Exercise instructions ▸
Print the full listing exactly.

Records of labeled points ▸

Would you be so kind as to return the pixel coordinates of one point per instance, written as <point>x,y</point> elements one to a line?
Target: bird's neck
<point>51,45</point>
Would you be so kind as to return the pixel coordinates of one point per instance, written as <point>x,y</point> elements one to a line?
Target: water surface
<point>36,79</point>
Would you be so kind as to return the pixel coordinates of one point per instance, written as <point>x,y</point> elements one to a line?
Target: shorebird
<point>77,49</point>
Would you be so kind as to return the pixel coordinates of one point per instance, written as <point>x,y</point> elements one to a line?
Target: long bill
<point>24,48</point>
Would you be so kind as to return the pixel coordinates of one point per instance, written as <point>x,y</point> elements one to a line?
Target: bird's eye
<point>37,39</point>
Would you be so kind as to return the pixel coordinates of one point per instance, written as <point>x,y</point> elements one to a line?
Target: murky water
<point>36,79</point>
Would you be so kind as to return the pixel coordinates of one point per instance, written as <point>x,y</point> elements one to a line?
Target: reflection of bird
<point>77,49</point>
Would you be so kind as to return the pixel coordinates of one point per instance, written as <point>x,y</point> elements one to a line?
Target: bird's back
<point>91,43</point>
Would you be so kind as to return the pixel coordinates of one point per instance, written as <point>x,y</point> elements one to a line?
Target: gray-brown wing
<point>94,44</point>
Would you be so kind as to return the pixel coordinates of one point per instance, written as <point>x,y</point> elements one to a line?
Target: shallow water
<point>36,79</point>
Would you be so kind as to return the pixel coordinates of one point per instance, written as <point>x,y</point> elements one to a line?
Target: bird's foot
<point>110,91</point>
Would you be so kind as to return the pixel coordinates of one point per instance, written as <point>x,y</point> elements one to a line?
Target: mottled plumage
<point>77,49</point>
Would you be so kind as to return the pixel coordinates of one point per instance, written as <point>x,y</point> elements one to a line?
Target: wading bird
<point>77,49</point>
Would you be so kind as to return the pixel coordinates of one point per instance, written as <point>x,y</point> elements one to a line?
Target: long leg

Written response ▸
Would you be so kind as to return the pixel coordinates of one point per instance, written as <point>x,y</point> elements one to a line?
Target: bird's neck
<point>51,45</point>
Would you be so kind as to return the pixel coordinates of one point per instance, written as <point>x,y</point> elements one to a line?
Target: water surface
<point>36,79</point>
Would you be so kind as to return the pixel coordinates of one point per instance, written as <point>x,y</point> elements one to a line?
Target: shorebird
<point>77,49</point>
Would you be so kind as to return the pixel coordinates of one point per instance, written as <point>x,y</point> elements one to a line?
Target: long bill
<point>24,48</point>
Would you be so kind as to return the pixel coordinates of one point per instance, written as <point>x,y</point> elements one to a line?
Target: bird's eye
<point>37,39</point>
Would you be so kind as to return the pixel coordinates of one point per instance, written as <point>x,y</point> elements one to a line?
Target: murky water
<point>36,79</point>
Would you be so kind as to return the pixel coordinates of one point per instance, written as <point>x,y</point> elements one to a line?
Target: reflection of bird
<point>77,49</point>
Would you be so kind as to return the pixel coordinates of one point per instance, written as <point>x,y</point> elements one to a line?
Target: bird's back
<point>91,43</point>
Would you be so kind as to return the pixel coordinates of one point per instance, written as <point>x,y</point> elements one to a line?
Target: gray-brown wing
<point>94,44</point>
Would you be so kind as to return the pixel coordinates of one point per instance, written as <point>x,y</point> elements one to a line?
Target: shallow water
<point>36,79</point>
Would you be so kind as to return the pixel coordinates of one point per instance, written as <point>x,y</point> elements one to a line?
Target: bird's foot
<point>110,91</point>
Would you be so kind as to return the pixel coordinates of one point per instance, written as <point>x,y</point> elements one to a line?
Target: mottled plumage
<point>77,49</point>
Would you be so kind as to return the pixel coordinates of one point per instance, written as <point>x,y</point> elements one to a line?
Target: wading bird
<point>77,49</point>
Would you be so kind as to return the pixel coordinates of one point per instance, written as <point>x,y</point> elements one to a line?
Target: long leg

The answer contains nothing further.